Dataset records
+++

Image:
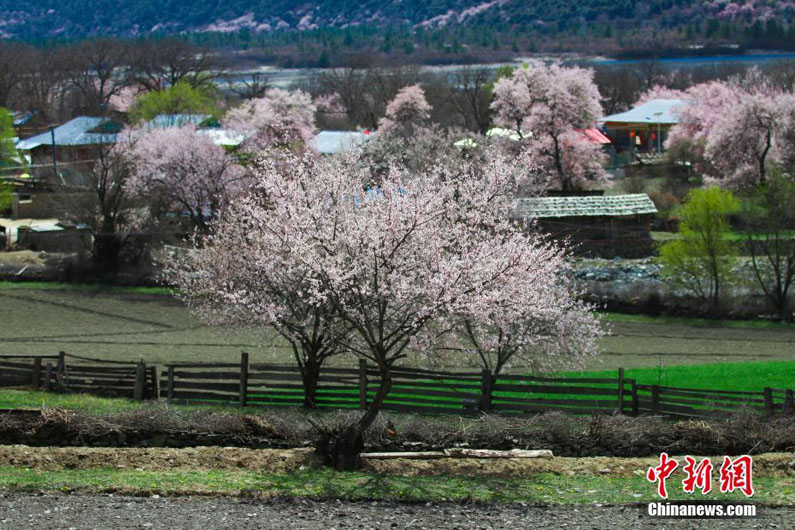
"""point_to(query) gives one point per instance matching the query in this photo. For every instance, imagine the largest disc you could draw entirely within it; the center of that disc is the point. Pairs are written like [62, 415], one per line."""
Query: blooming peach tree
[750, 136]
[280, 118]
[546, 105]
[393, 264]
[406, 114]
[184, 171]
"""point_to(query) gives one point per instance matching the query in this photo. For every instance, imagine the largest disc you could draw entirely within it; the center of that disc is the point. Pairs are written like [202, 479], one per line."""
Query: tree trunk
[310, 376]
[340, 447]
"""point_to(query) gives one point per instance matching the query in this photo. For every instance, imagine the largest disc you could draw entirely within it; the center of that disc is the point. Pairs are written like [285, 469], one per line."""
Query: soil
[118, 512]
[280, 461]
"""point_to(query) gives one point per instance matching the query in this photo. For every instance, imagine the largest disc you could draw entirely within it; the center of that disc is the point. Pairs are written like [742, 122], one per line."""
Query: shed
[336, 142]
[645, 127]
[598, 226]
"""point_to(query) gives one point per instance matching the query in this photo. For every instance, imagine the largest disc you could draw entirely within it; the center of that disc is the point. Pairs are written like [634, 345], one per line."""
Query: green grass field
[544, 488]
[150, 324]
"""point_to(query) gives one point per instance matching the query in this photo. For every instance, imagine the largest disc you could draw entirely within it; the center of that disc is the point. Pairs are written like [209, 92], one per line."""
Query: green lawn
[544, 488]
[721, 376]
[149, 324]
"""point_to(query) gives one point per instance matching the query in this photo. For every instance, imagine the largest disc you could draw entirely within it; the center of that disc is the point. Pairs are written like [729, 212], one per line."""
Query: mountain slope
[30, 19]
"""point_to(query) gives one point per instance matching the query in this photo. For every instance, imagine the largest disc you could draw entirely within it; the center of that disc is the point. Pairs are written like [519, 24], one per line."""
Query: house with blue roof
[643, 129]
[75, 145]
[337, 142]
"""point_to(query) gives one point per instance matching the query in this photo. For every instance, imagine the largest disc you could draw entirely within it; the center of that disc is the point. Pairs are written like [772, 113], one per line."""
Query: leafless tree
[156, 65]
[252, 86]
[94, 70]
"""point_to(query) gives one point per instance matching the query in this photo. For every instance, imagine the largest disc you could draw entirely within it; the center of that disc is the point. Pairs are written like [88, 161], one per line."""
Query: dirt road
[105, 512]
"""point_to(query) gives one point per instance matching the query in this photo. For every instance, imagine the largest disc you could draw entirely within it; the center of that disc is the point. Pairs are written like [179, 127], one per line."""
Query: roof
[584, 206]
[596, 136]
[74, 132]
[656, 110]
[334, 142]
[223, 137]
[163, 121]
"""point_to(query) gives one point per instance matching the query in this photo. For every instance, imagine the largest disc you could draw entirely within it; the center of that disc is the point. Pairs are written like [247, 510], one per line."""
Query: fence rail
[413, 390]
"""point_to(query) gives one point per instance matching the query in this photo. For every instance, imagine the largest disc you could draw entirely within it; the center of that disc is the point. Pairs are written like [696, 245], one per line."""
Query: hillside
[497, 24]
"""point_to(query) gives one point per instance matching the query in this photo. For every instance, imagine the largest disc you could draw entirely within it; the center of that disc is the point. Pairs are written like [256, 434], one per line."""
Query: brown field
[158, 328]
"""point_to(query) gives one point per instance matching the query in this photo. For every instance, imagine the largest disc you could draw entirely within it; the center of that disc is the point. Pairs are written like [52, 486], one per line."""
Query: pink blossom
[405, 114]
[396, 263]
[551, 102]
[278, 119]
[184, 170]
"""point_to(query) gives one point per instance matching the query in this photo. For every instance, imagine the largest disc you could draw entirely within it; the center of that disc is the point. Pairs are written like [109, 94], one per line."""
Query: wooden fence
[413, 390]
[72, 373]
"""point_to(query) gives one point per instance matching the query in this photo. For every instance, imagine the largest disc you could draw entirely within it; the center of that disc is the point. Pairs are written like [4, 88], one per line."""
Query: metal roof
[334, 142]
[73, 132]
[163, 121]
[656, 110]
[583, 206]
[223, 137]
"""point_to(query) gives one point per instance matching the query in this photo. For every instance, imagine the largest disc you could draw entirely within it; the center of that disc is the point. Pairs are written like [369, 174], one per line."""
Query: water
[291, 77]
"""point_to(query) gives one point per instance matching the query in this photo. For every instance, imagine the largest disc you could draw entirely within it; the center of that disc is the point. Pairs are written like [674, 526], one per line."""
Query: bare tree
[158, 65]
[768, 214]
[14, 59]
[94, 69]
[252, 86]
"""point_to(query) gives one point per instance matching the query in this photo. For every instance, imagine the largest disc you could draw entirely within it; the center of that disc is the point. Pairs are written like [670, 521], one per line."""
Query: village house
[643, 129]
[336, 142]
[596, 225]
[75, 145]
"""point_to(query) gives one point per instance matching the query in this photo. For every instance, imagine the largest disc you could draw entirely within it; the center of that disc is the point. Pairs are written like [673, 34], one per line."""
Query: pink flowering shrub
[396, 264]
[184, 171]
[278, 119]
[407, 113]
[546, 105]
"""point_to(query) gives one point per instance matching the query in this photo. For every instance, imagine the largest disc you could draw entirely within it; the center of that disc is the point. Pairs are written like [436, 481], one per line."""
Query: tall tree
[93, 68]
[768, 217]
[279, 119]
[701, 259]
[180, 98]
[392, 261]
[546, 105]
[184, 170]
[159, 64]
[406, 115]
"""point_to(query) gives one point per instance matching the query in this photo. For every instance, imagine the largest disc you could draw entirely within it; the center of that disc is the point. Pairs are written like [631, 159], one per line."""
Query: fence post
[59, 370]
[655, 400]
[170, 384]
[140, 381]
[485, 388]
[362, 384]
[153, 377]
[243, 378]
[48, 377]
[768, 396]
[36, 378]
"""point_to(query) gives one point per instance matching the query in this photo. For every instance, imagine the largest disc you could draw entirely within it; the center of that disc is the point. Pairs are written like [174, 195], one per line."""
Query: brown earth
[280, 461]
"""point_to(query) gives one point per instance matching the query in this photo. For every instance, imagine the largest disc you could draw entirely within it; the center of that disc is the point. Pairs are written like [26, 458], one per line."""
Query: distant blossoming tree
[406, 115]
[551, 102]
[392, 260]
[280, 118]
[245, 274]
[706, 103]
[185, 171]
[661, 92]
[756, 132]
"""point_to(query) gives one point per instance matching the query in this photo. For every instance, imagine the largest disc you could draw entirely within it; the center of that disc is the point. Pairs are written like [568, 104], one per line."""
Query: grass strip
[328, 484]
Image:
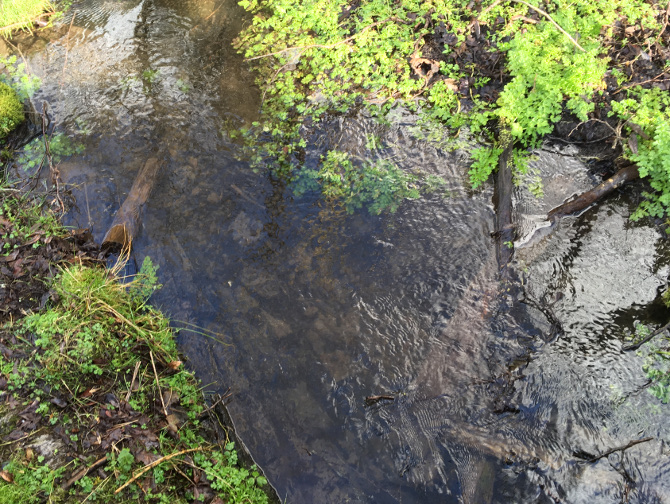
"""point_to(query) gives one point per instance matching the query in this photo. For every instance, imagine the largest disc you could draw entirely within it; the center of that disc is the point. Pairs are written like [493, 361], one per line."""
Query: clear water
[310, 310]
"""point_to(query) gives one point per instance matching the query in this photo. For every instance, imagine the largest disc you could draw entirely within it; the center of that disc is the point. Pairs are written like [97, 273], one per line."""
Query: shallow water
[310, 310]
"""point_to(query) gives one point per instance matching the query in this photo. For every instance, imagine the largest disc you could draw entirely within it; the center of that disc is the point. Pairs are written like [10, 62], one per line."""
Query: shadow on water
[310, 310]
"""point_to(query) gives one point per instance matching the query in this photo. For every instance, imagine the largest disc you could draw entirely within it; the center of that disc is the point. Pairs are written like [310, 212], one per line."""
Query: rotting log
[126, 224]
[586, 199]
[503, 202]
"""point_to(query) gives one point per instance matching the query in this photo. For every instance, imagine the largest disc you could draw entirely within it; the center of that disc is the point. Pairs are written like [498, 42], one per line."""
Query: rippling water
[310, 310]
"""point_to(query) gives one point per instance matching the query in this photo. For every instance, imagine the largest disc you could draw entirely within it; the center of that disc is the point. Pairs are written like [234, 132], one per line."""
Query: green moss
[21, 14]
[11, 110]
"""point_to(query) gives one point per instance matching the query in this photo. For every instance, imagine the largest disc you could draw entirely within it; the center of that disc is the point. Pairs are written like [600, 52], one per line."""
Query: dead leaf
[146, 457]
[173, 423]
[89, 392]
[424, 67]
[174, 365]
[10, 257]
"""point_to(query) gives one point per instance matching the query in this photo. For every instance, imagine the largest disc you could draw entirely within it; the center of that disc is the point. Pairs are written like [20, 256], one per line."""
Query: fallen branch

+++

=== About this task ===
In the entries above, find the line holding "Query: wooden fence" and the line holding "[4, 88], one", then retype exactly those two lines and every line between them, and nothing else.

=== Exercise response ===
Query: wooden fence
[413, 390]
[72, 373]
"""point_to(query) gives one point per instance matching the query in this photo. For every instance, imagine the largest disc you could draw entirely within it; the center of that disc is the point. Pairs are written like [4, 88], one per line."""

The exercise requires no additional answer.